— Challenges —
[1] In the climate plan passage, what is Elizabeth Jameson's job title?
[2] From the climate plan passage, quote the part that opens with the words containing "Seeking community engagement" and closes with "that, he said.".

— Text passage —

((

Seeking community engagement
The plan has an extended review process; the document is a preliminary draft that precedes a full draft later this fall.
Throughout
the new draft, survey questions prompt readers to think about and share
how they expect parts of the plan will impact them and their
communities. And throughout the rest of the summer, the city plans to
host meetings and engagements out across Boston’s neighborhoods.
Sellers-Garcia
said that in previous climate action planning processes, the city has
waited until the official public comment process to release a draft
plan. This process is a shift from that, he said.
“We’re adding an additional step into the process that is, ‘Hey, take a look at what we have. Let’s all figure out how we would
do it,’ and based off of how we will do it, we then decide what ends up
going into the final plan,” he said. “So many of these plans have
really shot for the moon before everyone gets a chance to look at it
together.”
It’s
intentional that this draft is not the complete plan, instead outlining
the broader agenda, while leaving specific steps for further development
based on input.
Over
the next several months, as the city puts together its official draft,
Sellers-Garcia said that they plan to try to engage with community
members in a host of ways, through local meetings but also through
surveys.
“We’re really trying to do it in a way that fits into everybody’s time,” he said.
The
current plan is relatively limited, with the broad strokes of the
city’s approach for the next five years. Elizabeth Jameson, Boston’s
director of climate policy and planning, said the official full draft
that will be released this fall should include more metrics and
accountability defined. The final version, to be released next year,
will include more specific road maps that outline how the city plans to
reach its implementation goals.
That
timeline gives an opportunity to bring more individuals and — too
Farooqi, perhaps more importantly — organizations and institutions to
support the work.
“When
we take this time, we can also make sure that’s done in a way that’s
transparent and equitable, so that big institutions and small
community-based organizations can all be at a level playing field to
make sure that we can get a wide array of partners to help implement
this,” he said.
Bringing
a wide collection of stakeholders into the work is a priority for the
city, said Katherine Diaz, director of climate action innovation and
analytics. The city, she said, is looking to serve as a leader in
climate work, but to get buy-in from community organizations and larger
partners.
“It’s very much an all of government, all of city, approach to our different strategies in the Climate Action Plan,” she said.

))

— Dataset records —

((

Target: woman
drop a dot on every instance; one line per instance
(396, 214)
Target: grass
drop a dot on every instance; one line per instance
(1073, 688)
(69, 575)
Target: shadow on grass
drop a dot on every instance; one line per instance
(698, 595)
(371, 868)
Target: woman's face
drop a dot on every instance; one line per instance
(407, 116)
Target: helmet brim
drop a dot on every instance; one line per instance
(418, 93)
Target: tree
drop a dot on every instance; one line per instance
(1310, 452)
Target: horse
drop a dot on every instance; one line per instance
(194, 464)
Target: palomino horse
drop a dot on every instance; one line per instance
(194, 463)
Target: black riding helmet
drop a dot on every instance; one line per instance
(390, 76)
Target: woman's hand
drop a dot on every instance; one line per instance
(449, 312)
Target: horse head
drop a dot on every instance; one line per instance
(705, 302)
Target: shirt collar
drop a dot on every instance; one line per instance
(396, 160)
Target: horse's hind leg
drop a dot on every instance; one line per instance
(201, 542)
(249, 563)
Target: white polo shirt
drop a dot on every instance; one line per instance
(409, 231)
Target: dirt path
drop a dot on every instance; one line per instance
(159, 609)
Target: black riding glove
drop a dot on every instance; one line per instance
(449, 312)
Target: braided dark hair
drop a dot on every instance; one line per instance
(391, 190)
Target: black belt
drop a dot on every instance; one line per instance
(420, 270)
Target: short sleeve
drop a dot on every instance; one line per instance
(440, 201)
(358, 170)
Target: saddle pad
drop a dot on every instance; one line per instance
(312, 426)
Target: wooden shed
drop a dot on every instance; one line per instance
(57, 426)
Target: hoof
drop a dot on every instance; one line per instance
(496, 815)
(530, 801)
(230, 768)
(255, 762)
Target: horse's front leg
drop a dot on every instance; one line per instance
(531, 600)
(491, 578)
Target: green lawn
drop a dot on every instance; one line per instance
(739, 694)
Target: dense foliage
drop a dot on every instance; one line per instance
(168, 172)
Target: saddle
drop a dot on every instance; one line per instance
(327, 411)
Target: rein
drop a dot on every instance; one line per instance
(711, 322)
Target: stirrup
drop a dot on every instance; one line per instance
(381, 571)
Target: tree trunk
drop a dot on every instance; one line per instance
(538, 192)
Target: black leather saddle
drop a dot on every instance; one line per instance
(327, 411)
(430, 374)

))

— Task responses —
[1] She is Boston's director of climate policy and planning.

[2]
Seeking community engagement
The plan has an extended review process; the document is a preliminary draft that precedes a full draft later this fall.
Throughout
the new draft, survey questions prompt readers to think about and share
how they expect parts of the plan will impact them and their
communities. And throughout the rest of the summer, the city plans to
host meetings and engagements out across Boston’s neighborhoods.
Sellers-Garcia
said that in previous climate action planning processes, the city has
waited until the official public comment process to release a draft
plan. This process is a shift from that, he said.